Segment Start: Records for this task
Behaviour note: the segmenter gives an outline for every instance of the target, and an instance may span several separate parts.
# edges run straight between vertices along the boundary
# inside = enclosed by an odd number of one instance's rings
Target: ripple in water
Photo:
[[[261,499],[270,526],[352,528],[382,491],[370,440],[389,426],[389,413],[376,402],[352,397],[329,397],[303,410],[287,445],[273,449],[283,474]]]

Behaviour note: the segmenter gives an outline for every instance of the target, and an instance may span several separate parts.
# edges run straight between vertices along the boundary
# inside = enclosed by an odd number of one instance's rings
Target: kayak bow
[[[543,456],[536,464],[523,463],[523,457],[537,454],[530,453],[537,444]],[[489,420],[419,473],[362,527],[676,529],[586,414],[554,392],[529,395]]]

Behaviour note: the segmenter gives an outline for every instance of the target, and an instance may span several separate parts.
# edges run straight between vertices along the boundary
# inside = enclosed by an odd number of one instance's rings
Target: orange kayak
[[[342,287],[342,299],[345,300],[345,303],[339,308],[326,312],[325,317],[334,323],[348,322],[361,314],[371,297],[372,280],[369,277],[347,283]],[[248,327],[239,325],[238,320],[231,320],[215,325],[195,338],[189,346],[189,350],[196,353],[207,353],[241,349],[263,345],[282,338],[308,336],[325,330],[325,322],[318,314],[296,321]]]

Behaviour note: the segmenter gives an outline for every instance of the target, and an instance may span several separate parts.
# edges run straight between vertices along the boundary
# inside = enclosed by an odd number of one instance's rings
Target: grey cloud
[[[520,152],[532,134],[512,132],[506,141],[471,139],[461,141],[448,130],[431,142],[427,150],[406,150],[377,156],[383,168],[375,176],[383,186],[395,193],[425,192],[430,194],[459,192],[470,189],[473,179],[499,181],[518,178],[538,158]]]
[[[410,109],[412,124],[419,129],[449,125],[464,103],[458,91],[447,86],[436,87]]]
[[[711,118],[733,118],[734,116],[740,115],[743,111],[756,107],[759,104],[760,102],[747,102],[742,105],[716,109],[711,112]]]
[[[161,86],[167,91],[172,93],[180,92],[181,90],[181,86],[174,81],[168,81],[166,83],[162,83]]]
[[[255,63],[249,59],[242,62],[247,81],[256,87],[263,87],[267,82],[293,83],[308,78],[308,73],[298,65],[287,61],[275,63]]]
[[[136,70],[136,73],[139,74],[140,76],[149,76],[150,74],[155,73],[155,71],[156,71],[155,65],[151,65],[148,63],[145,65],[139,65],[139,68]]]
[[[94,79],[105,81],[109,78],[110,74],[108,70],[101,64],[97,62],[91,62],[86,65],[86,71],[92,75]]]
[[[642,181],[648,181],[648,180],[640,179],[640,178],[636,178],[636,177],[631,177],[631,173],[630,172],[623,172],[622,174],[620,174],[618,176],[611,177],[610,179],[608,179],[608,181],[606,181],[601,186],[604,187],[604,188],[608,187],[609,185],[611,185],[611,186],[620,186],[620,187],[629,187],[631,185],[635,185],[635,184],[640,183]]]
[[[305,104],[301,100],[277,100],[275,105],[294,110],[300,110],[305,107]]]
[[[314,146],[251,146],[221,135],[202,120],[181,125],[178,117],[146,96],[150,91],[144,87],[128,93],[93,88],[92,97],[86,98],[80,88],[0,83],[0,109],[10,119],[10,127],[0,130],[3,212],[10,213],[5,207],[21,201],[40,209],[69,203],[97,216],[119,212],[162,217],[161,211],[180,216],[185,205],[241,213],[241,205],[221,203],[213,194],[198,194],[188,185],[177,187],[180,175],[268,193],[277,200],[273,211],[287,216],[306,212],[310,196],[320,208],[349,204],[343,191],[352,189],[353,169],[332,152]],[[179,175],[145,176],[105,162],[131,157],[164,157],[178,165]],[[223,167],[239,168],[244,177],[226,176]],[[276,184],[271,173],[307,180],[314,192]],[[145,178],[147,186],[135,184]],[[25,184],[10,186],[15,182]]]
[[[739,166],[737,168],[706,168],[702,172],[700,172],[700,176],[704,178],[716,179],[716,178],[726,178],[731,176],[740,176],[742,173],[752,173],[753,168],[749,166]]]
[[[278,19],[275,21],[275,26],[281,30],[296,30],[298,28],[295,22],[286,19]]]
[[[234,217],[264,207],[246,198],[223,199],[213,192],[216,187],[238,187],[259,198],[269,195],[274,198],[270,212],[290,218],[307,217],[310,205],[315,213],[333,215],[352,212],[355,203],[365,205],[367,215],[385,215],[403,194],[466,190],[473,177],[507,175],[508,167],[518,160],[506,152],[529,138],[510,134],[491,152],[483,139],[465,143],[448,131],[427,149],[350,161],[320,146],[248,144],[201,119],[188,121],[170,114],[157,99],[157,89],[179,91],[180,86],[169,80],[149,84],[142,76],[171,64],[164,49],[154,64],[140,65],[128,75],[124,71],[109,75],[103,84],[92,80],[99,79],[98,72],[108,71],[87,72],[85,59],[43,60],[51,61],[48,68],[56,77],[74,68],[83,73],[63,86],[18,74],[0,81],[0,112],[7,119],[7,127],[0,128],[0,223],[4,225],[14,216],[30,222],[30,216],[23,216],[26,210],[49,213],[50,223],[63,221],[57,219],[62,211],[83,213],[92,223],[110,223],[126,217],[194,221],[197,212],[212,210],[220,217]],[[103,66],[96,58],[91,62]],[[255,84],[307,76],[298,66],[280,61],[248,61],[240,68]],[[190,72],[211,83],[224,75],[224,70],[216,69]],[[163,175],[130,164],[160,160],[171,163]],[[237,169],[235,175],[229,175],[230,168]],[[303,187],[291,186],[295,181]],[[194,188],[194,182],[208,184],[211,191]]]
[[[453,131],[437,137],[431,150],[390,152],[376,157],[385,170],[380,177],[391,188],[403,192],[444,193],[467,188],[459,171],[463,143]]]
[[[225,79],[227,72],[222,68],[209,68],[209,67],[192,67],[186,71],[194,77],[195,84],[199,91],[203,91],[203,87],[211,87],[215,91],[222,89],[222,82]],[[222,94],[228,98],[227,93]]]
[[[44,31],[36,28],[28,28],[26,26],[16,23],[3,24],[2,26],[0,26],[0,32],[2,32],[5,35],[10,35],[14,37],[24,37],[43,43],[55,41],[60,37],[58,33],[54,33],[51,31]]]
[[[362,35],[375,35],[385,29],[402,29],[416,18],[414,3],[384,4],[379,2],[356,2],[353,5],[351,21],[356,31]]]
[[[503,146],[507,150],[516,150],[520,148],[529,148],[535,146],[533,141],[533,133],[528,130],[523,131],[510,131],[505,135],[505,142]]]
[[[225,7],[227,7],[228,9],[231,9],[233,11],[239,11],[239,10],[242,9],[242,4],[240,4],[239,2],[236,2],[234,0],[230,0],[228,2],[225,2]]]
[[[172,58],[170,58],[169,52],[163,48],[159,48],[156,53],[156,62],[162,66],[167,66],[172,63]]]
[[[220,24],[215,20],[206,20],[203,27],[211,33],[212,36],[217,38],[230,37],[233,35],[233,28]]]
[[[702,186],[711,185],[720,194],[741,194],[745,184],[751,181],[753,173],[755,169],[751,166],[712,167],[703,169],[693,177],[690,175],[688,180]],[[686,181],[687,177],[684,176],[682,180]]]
Segment End: Records for this task
■ What the task asks: Reproduce all of the data. Leave every line unchanged.

■ Worked solution:
Behaviour note: the segmenter gives an outline for every instance of the target, and an instance may span several separate parts.
# edges run straight between vertices along the boundary
# inside = enclosed by an odd number of one instance's rings
Target: ripple in water
Photo:
[[[261,499],[270,526],[352,528],[382,491],[370,440],[389,426],[389,413],[376,402],[352,397],[329,397],[303,410],[287,445],[273,449],[283,474]]]

Behaviour note: the segmenter gives an outline for every instance of the target, and an instance may span several separate parts.
# edges run straight between vertices along the boundary
# inside = enclosed by an odd number of one instance's rings
Target: kayak bow
[[[543,456],[536,464],[523,463],[523,457],[537,454],[530,453],[537,444]],[[489,420],[419,473],[362,527],[676,529],[586,414],[554,392],[529,395]]]

Behaviour note: the segmenter gives an outline for every instance of the target, and an instance may span several separate parts.
# edges run straight between vertices along the boundary
# inside = enclosed by an odd number of one instance's rings
Target: orange kayak
[[[342,287],[342,299],[345,300],[345,303],[339,308],[326,312],[325,317],[334,323],[348,322],[361,314],[371,297],[372,280],[369,277],[347,283]],[[248,327],[239,325],[238,320],[231,320],[215,325],[195,338],[189,346],[189,350],[196,353],[207,353],[241,349],[263,345],[282,338],[308,336],[325,330],[325,322],[318,314],[296,321]]]

Behaviour note: the segmenter gives an outline for every instance of the target, and an instance may span several separate parts.
# edges run straight between vertices along the boundary
# inside = enclosed by an odd number of one instance's rings
Target: grey cloud
[[[520,152],[532,134],[512,132],[506,141],[471,139],[461,141],[448,130],[431,142],[427,150],[406,150],[377,156],[383,168],[375,176],[383,186],[395,193],[425,192],[430,194],[459,192],[470,189],[473,179],[499,181],[518,178],[538,158]]]
[[[410,109],[412,124],[419,129],[449,125],[464,103],[458,91],[447,86],[436,87]]]
[[[711,118],[733,118],[734,116],[740,115],[743,111],[756,107],[759,104],[760,102],[747,102],[742,105],[716,109],[711,112]]]
[[[161,86],[167,91],[172,93],[180,92],[181,90],[181,86],[174,81],[168,81],[166,83],[162,83]]]
[[[255,63],[249,59],[242,62],[247,81],[256,87],[263,87],[267,82],[293,83],[308,78],[308,73],[298,65],[287,61],[275,63]]]
[[[136,70],[136,73],[139,74],[140,76],[149,76],[150,74],[155,73],[155,71],[156,71],[155,65],[151,65],[148,63],[145,65],[139,65],[139,68]]]
[[[94,79],[105,81],[109,78],[110,74],[108,70],[101,64],[97,62],[91,62],[86,65],[86,71],[92,75]]]
[[[642,181],[648,181],[648,180],[640,179],[640,178],[636,178],[636,177],[631,177],[631,173],[630,172],[623,172],[622,174],[620,174],[618,176],[611,177],[610,179],[608,179],[608,181],[606,181],[601,186],[604,187],[604,188],[608,187],[609,185],[611,185],[611,186],[620,186],[620,187],[629,187],[631,185],[635,185],[635,184],[640,183]]]
[[[305,104],[301,100],[277,100],[275,105],[294,110],[300,110],[305,107]]]
[[[314,146],[251,146],[221,135],[202,120],[181,125],[178,117],[146,96],[150,91],[144,87],[128,93],[93,88],[92,97],[86,98],[80,88],[0,83],[0,109],[10,119],[10,127],[0,130],[3,212],[10,213],[5,207],[21,201],[40,209],[69,203],[97,216],[119,212],[162,217],[161,211],[180,216],[185,205],[241,213],[241,205],[221,203],[213,194],[198,194],[188,185],[177,187],[180,175],[268,193],[277,200],[273,211],[287,216],[306,212],[310,196],[320,208],[349,204],[343,191],[352,189],[353,169],[332,152]],[[179,175],[145,176],[105,162],[131,157],[164,157],[178,165]],[[223,167],[239,168],[244,177],[226,176]],[[276,184],[271,173],[307,180],[314,192]],[[145,178],[147,186],[135,184]],[[25,184],[10,186],[15,182]]]
[[[739,166],[737,168],[706,168],[702,172],[700,172],[700,176],[704,178],[716,179],[716,178],[726,178],[731,176],[740,176],[742,173],[752,173],[753,168],[749,166]]]
[[[278,19],[275,21],[275,26],[281,30],[296,30],[298,28],[295,22],[286,19]]]
[[[234,217],[264,207],[246,198],[223,199],[213,192],[216,187],[238,187],[259,198],[269,195],[274,198],[270,212],[290,218],[307,217],[310,205],[315,213],[333,215],[352,212],[355,203],[365,205],[367,215],[385,215],[403,194],[466,190],[473,177],[507,175],[508,167],[518,160],[506,152],[529,138],[510,134],[491,152],[483,139],[465,143],[448,131],[427,149],[350,161],[320,146],[248,144],[201,119],[188,121],[170,114],[157,99],[157,89],[179,91],[180,86],[169,80],[149,84],[142,76],[171,64],[164,49],[154,64],[140,65],[128,75],[124,71],[109,75],[103,84],[92,80],[99,79],[98,72],[108,71],[87,72],[85,59],[43,60],[51,61],[48,68],[56,77],[74,68],[83,73],[63,86],[18,74],[0,81],[0,112],[7,119],[7,127],[0,128],[0,223],[4,225],[14,216],[30,222],[30,216],[23,216],[26,210],[49,213],[50,223],[63,221],[57,219],[62,211],[83,213],[92,223],[110,223],[126,217],[194,221],[197,212],[212,210],[220,217]],[[103,66],[96,58],[91,62]],[[255,84],[307,76],[298,66],[280,61],[248,61],[240,68]],[[190,72],[211,83],[224,75],[224,70],[216,69]],[[163,175],[130,164],[160,160],[171,163]],[[237,169],[235,175],[229,175],[230,168]],[[303,187],[291,186],[295,181]],[[194,188],[194,182],[208,184],[211,191]]]
[[[453,131],[437,137],[431,150],[390,152],[376,157],[385,170],[380,177],[391,188],[403,192],[444,193],[467,188],[459,171],[463,143]]]
[[[225,79],[227,72],[222,68],[209,68],[209,67],[192,67],[186,71],[194,77],[195,84],[199,91],[203,91],[203,87],[211,87],[215,91],[222,89],[222,82]],[[222,94],[228,98],[227,93]]]
[[[44,31],[36,28],[28,28],[26,26],[16,23],[3,24],[2,26],[0,26],[0,32],[2,32],[5,35],[10,35],[14,37],[24,37],[43,43],[55,41],[60,37],[58,33],[54,33],[51,31]]]
[[[362,35],[375,35],[385,29],[402,29],[416,18],[414,3],[384,4],[379,2],[356,2],[353,5],[351,21],[356,31]]]
[[[503,146],[507,150],[516,150],[520,148],[529,148],[535,146],[533,141],[533,133],[528,130],[523,131],[510,131],[505,135],[505,142]]]
[[[225,7],[227,7],[228,9],[231,9],[233,11],[239,11],[239,10],[242,9],[242,4],[240,4],[239,2],[236,2],[234,0],[230,0],[228,2],[225,2]]]
[[[172,58],[170,58],[169,52],[163,48],[159,48],[156,53],[156,62],[162,66],[167,66],[172,63]]]
[[[220,24],[215,20],[206,20],[203,27],[211,33],[212,36],[217,38],[230,37],[233,35],[233,28]]]
[[[702,186],[711,185],[720,194],[741,194],[745,184],[751,181],[753,173],[755,169],[751,166],[712,167],[703,169],[693,177],[690,175],[688,180]],[[686,181],[687,177],[684,176],[682,180]]]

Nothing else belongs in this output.